# Boot Manager



## nyfg56 (Aug 25, 2011)

If I am on one of my rom slots from the sd card can i still install a .zip through clockwork recovery to do something like change the battery image for example


----------



## Curiosity (Aug 8, 2011)

No, to install something like that to a rom slot you have to go to Install Zips in Bootmanager, choose the , then choose the slot. When you're installing an update you don't wipe anything unless it tells you to.


----------



## nyfg56 (Aug 25, 2011)

great thank you


----------



## nyfg56 (Aug 25, 2011)

I tried booting the rom i had in slot 1 first and it wont boot. I have tried it numerous times. Any thoughts?


----------



## Jaxidian (Jun 6, 2011)

nyfg56 said:


> I tried booting the rom i had in slot 1 first and it wont boot. I have tried it numerous times. Any thoughts?


What ROM? Not all are compatible.

Sent from my ADR6400L using Tapatalk


----------



## nyfg56 (Aug 25, 2011)

uber bamf 4.9


----------



## Jaxidian (Jun 6, 2011)

nyfg56 said:


> uber bamf 4.9


It doesn't work with ROM Manager, neither does Gingeritis.

Sent from my ADR6400L using Tapatalk


----------



## gfro9191 (Jul 25, 2011)

Jaxidian said:


> It doesn't work with ROM Manager, neither does Gingeritis.
> 
> Sent from my ADR6400L using Tapatalk


Those and the new leaks. Is there something in the code that's screwing everything up?


----------



## nyfg56 (Aug 25, 2011)

I'm talking about boot manager not ROM manager

Sent from my ADR6400L using Tapatalk


----------



## Curiosity (Aug 8, 2011)

- **Supplied information**
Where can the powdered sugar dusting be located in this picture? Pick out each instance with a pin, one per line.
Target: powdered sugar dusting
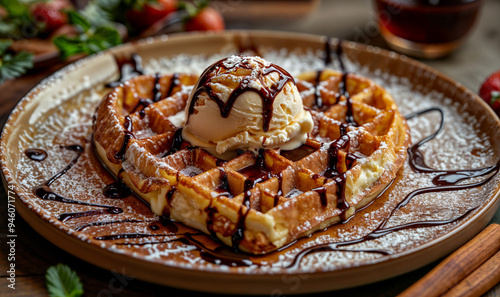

- **Exercise prompt**
From the Boot Manager thread, output the passage word for word, starting with "## gfro9191 (Jul" and going on through "screwing everything up?".

- **Right answer**
## gfro9191 (Jul 25, 2011)

Jaxidian said:


> It doesn't work with ROM Manager, neither does Gingeritis.
> 
> Sent from my ADR6400L using Tapatalk


Those and the new leaks. Is there something in the code that's screwing everything up?